OBJETIVO DE LA TAREA -
Cambia "soledad" por "quietud" y copia de nuevo el fragmento del texto sobre Madrid que va de "Lo que ha ocurrido" a "a ningún sitio.".

EXTRACTO DE LA PÁGINA -
===============

Texto: David Benedicte / Reportaje gráfico: José Luis Cuesta
Sueñan las pulgas con comprarse un perro y soñamos los madrileños con salir de casa sin horarios, para que acabe pronto esta pesadilla con piel de cordero y podamos reconquistar las aceras. Porque ya es hora de pasearnos a cuerpo y mostrar que, pues vivimos, anunciamos algo.
Lo que ha ocurrido con Madrid es esto: el 14 de marzo fuimos avisados de desahucio inverso que convirtió el ombligo madrileño en símbolo de la España vaciada. Y a la vista de estas fotos está: gajes de esta novísima normalidad, nos estalla en los ojos tanta soledad junta, tanta ausencia. Parece que todos se hubieran ido, o muerto; con las calles sin alma alguna, a la hora en que los mendigos se emborrachaban en las esquinas. Cuando las mañanas aún tenían una tonalidad amarilla, nada molesta, que se agitaba en la prisa de los madrileños que íbamos siempre con la mirada puesta en el reloj de Telefónica para llegar puntuales a ningún sitio.






Queda un mal humor que no trasciende ni se contagia ni se desfoga, aplastando la mano en el claxon de los coches sin batería. La gente se levanta demasiado temprano y lo hace mordida por la angustia de teletrabajar en casa. Y las noches ya no alivian la tristeza. Queda pasar siglos así, viendo en fotografías recientes cómo todo envejece. Atisbando un rumor colectivo, como un mar reiterado en el fondo de estas imágenes en las que, por doler, duele hasta el blanco y negro con que fueron hechas. Porque, frente a la retórica imprecisa del político profesional, qué concretos, qué reales son siempre los silencios del pueblo.
Cuando Neruda hizo su oda elemental al aire, todavía el aire era de todos, el aire era lo único que les quedaba a los nadies. Pero acabarán nacionalizándolo de seguir así. Al aire libre ya no se canta, joven. El aire libre ya no es del pueblo que lo respira. Cuando salgamos de aquí, si es que llegamos a salir algún día, el aire libre será de los de Amazon.

===============

INFORMACIÓN PROPORCIONADA -
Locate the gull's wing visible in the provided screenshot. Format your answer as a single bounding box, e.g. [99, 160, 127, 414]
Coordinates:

===============

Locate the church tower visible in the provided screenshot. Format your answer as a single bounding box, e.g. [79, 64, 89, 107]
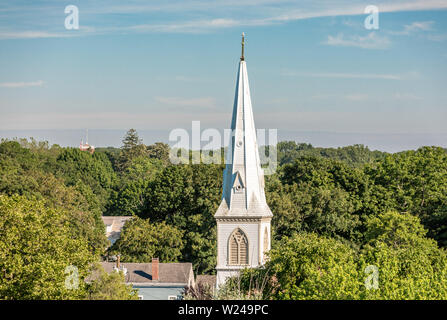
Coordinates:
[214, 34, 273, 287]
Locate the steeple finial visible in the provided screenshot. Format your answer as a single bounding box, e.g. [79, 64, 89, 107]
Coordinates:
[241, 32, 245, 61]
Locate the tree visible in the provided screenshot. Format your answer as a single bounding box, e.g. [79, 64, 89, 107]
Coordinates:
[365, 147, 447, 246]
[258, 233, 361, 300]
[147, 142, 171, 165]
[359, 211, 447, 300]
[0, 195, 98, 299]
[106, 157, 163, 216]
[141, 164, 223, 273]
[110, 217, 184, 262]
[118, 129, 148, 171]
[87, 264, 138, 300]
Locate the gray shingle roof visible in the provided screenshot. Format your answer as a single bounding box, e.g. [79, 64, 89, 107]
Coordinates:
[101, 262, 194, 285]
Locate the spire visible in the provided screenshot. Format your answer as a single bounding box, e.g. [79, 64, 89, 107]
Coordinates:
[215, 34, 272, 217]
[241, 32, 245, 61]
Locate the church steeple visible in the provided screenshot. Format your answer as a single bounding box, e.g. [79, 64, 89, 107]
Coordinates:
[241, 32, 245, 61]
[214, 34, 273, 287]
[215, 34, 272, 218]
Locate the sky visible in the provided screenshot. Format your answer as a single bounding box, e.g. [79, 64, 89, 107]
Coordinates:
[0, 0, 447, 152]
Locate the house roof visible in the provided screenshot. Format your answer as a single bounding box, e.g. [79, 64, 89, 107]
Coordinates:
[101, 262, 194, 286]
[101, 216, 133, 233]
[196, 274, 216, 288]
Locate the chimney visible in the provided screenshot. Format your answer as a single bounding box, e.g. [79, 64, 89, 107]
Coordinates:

===============

SOLUCIÓN DEL PROBLEMA -
Lo que ha ocurrido con Madrid es esto: el 14 de marzo fuimos avisados de desahucio inverso que convirtió el ombligo madrileño en símbolo de la España vaciada. Y a la vista de estas fotos está: gajes de esta novísima normalidad, nos estalla en los ojos tanta quietud junta, tanta ausencia. Parece que todos se hubieran ido, o muerto; con las calles sin alma alguna, a la hora en que los mendigos se emborrachaban en las esquinas. Cuando las mañanas aún tenían una tonalidad amarilla, nada molesta, que se agitaba en la prisa de los madrileños que íbamos siempre con la mirada puesta en el reloj de Telefónica para llegar puntuales a ningún sitio.